Labeled-object pointing entries:
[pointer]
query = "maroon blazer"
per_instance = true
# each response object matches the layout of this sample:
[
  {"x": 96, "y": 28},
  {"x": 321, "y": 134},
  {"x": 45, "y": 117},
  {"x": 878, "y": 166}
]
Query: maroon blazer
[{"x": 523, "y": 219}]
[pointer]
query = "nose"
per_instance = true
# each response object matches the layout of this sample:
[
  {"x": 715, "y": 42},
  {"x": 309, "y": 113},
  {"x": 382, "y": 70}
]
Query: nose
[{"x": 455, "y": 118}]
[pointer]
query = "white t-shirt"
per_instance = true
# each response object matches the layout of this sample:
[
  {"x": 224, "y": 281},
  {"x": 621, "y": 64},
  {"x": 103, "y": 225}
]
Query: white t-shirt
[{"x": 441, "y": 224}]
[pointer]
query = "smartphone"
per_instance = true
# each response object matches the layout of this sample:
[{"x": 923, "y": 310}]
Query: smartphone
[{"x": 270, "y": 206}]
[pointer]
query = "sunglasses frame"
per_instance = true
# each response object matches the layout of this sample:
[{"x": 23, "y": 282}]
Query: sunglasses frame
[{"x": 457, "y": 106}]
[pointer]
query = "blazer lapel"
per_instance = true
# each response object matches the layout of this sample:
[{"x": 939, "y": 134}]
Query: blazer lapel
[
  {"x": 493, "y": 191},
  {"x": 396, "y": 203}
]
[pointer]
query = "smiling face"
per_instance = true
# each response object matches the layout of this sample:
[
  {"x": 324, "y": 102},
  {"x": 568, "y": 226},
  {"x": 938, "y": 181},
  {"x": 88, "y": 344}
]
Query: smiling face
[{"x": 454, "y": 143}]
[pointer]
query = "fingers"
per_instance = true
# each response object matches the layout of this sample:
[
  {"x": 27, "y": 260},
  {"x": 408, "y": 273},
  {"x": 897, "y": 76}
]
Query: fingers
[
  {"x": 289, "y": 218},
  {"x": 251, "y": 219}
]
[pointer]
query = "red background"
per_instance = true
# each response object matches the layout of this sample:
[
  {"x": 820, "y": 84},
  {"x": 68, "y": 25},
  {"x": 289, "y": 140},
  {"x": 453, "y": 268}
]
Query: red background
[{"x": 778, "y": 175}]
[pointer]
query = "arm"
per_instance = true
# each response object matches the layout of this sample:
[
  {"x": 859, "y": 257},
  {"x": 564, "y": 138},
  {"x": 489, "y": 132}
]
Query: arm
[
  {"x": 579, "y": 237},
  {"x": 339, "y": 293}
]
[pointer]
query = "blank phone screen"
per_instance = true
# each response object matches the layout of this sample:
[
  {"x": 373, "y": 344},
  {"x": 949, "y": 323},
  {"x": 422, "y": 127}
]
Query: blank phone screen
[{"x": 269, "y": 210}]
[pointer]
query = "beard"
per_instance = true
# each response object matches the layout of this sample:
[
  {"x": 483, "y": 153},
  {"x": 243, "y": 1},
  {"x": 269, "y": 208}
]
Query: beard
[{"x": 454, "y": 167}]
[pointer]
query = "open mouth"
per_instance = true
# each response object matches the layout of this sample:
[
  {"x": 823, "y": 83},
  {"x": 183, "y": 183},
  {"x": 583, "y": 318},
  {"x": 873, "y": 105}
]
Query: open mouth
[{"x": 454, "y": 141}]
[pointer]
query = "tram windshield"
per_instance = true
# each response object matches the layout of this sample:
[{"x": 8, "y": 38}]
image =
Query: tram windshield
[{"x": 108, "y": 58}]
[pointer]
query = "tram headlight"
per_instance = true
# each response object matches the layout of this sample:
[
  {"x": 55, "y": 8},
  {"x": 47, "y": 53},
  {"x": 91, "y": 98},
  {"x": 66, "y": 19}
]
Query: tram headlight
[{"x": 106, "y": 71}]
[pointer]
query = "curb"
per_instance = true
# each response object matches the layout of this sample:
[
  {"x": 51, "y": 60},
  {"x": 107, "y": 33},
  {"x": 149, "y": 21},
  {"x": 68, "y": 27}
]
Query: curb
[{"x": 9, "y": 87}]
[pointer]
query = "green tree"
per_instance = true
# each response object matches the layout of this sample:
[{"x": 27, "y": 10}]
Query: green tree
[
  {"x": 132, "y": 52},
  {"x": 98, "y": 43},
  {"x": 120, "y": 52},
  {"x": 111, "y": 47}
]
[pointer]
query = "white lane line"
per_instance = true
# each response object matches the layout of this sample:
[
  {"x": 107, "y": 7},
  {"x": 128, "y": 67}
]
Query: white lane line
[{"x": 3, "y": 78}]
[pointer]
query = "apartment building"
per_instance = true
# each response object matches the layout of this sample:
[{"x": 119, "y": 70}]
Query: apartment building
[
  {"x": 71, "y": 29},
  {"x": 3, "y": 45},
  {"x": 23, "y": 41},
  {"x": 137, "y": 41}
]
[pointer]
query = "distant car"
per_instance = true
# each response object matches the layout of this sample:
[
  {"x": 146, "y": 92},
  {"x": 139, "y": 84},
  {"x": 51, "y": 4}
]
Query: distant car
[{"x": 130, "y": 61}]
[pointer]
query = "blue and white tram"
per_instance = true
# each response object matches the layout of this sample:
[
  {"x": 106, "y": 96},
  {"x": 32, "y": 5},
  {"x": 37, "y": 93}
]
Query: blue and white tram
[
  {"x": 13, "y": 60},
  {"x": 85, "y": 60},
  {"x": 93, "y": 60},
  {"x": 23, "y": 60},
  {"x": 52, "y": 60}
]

** Requirement **
Retype the data in full and match it exactly.

** Result of this exercise **
[pointer]
query = "maroon blazer"
per_instance = true
# each response object matches the layout of this sample:
[
  {"x": 96, "y": 28},
  {"x": 321, "y": 134},
  {"x": 45, "y": 117},
  {"x": 878, "y": 166}
]
Query: maroon blazer
[{"x": 523, "y": 219}]
[pointer]
query = "nose"
per_instance = true
# each response object matches the layout of this sample:
[
  {"x": 715, "y": 42},
  {"x": 309, "y": 113},
  {"x": 382, "y": 70}
]
Query: nose
[{"x": 455, "y": 118}]
[pointer]
query = "white t-shirt"
per_instance = true
# each response object matches the layout of this sample:
[
  {"x": 224, "y": 281},
  {"x": 621, "y": 64},
  {"x": 103, "y": 225}
]
Query: white t-shirt
[{"x": 441, "y": 224}]
[pointer]
query = "smartphone"
per_instance = true
# each response object matches the layout of this sample:
[{"x": 923, "y": 310}]
Query: smartphone
[{"x": 270, "y": 206}]
[pointer]
query = "sunglasses frame"
per_instance = true
# each response object matches the layout of this sample:
[{"x": 23, "y": 282}]
Query: sunglasses frame
[{"x": 457, "y": 106}]
[pointer]
query = "blazer lapel"
per_instance = true
# each response object matches the layout of this sample:
[{"x": 939, "y": 134}]
Query: blazer lapel
[
  {"x": 493, "y": 191},
  {"x": 396, "y": 203}
]
[pointer]
query = "smiling face"
per_instance = true
# each response object matches the layout of this sample:
[
  {"x": 324, "y": 102},
  {"x": 568, "y": 226},
  {"x": 938, "y": 181},
  {"x": 88, "y": 344}
]
Query: smiling face
[{"x": 454, "y": 143}]
[pointer]
query = "fingers"
per_instance = true
# each response object matches the layout of this sample:
[
  {"x": 27, "y": 260},
  {"x": 408, "y": 273},
  {"x": 897, "y": 76}
]
Query: fingers
[
  {"x": 289, "y": 218},
  {"x": 251, "y": 219}
]
[pointer]
query = "red background"
per_instance = true
# each response object matches the layout of this sample:
[
  {"x": 820, "y": 84},
  {"x": 68, "y": 25},
  {"x": 289, "y": 140},
  {"x": 453, "y": 268}
]
Query: red background
[{"x": 778, "y": 175}]
[pointer]
query = "arm"
per_instance = true
# each response object matches the layout of this sample:
[
  {"x": 859, "y": 257},
  {"x": 564, "y": 138},
  {"x": 489, "y": 132}
]
Query: arm
[
  {"x": 579, "y": 237},
  {"x": 339, "y": 293}
]
[pointer]
query = "blank phone screen"
per_instance = true
# each response object matches the layout of this sample:
[
  {"x": 373, "y": 344},
  {"x": 949, "y": 323},
  {"x": 422, "y": 127}
]
Query: blank phone screen
[{"x": 269, "y": 210}]
[pointer]
query = "beard"
per_instance = true
# each response object matches the layout of this sample:
[
  {"x": 483, "y": 153},
  {"x": 243, "y": 1},
  {"x": 269, "y": 208}
]
Query: beard
[{"x": 454, "y": 167}]
[pointer]
query = "open mouth"
per_instance = true
# each response object matches the layout of this sample:
[
  {"x": 823, "y": 83},
  {"x": 183, "y": 183},
  {"x": 583, "y": 318},
  {"x": 873, "y": 105}
]
Query: open mouth
[{"x": 454, "y": 141}]
[pointer]
query = "tram windshield"
per_instance = true
# each response object matches the layout of this sample:
[{"x": 8, "y": 38}]
image =
Query: tram windshield
[{"x": 108, "y": 58}]
[pointer]
query = "tram headlight"
per_instance = true
# each response object matches the layout of this sample:
[
  {"x": 55, "y": 8},
  {"x": 47, "y": 53},
  {"x": 91, "y": 98},
  {"x": 66, "y": 19}
]
Query: tram headlight
[{"x": 106, "y": 71}]
[pointer]
query = "curb"
per_instance = true
# each response object matches the layout of this sample:
[
  {"x": 51, "y": 60},
  {"x": 107, "y": 33},
  {"x": 149, "y": 21},
  {"x": 68, "y": 27}
]
Query: curb
[{"x": 9, "y": 87}]
[pointer]
query = "green tree"
per_instance = true
# each response object matches the layout of this sample:
[{"x": 27, "y": 10}]
Query: green tree
[
  {"x": 132, "y": 52},
  {"x": 98, "y": 43},
  {"x": 120, "y": 52},
  {"x": 111, "y": 47}
]
[pointer]
query = "white lane line"
per_instance = true
# each response object matches the layout of this sample:
[
  {"x": 107, "y": 7},
  {"x": 128, "y": 67}
]
Query: white lane line
[{"x": 3, "y": 78}]
[pointer]
query = "apartment building"
per_instance = true
# each response object matches the layout of this sample:
[{"x": 119, "y": 70}]
Query: apartment building
[
  {"x": 71, "y": 29},
  {"x": 3, "y": 45},
  {"x": 23, "y": 41},
  {"x": 137, "y": 41}
]
[pointer]
query = "distant car"
per_instance = true
# each response object matches the layout of this sample:
[
  {"x": 146, "y": 92},
  {"x": 139, "y": 84},
  {"x": 51, "y": 4}
]
Query: distant car
[{"x": 130, "y": 61}]
[pointer]
query = "blue and white tram"
per_instance = true
# each response object matches the layout of this sample:
[
  {"x": 106, "y": 96},
  {"x": 32, "y": 5},
  {"x": 37, "y": 93}
]
Query: blue and white tram
[
  {"x": 13, "y": 60},
  {"x": 85, "y": 60},
  {"x": 93, "y": 60},
  {"x": 23, "y": 60},
  {"x": 52, "y": 60}
]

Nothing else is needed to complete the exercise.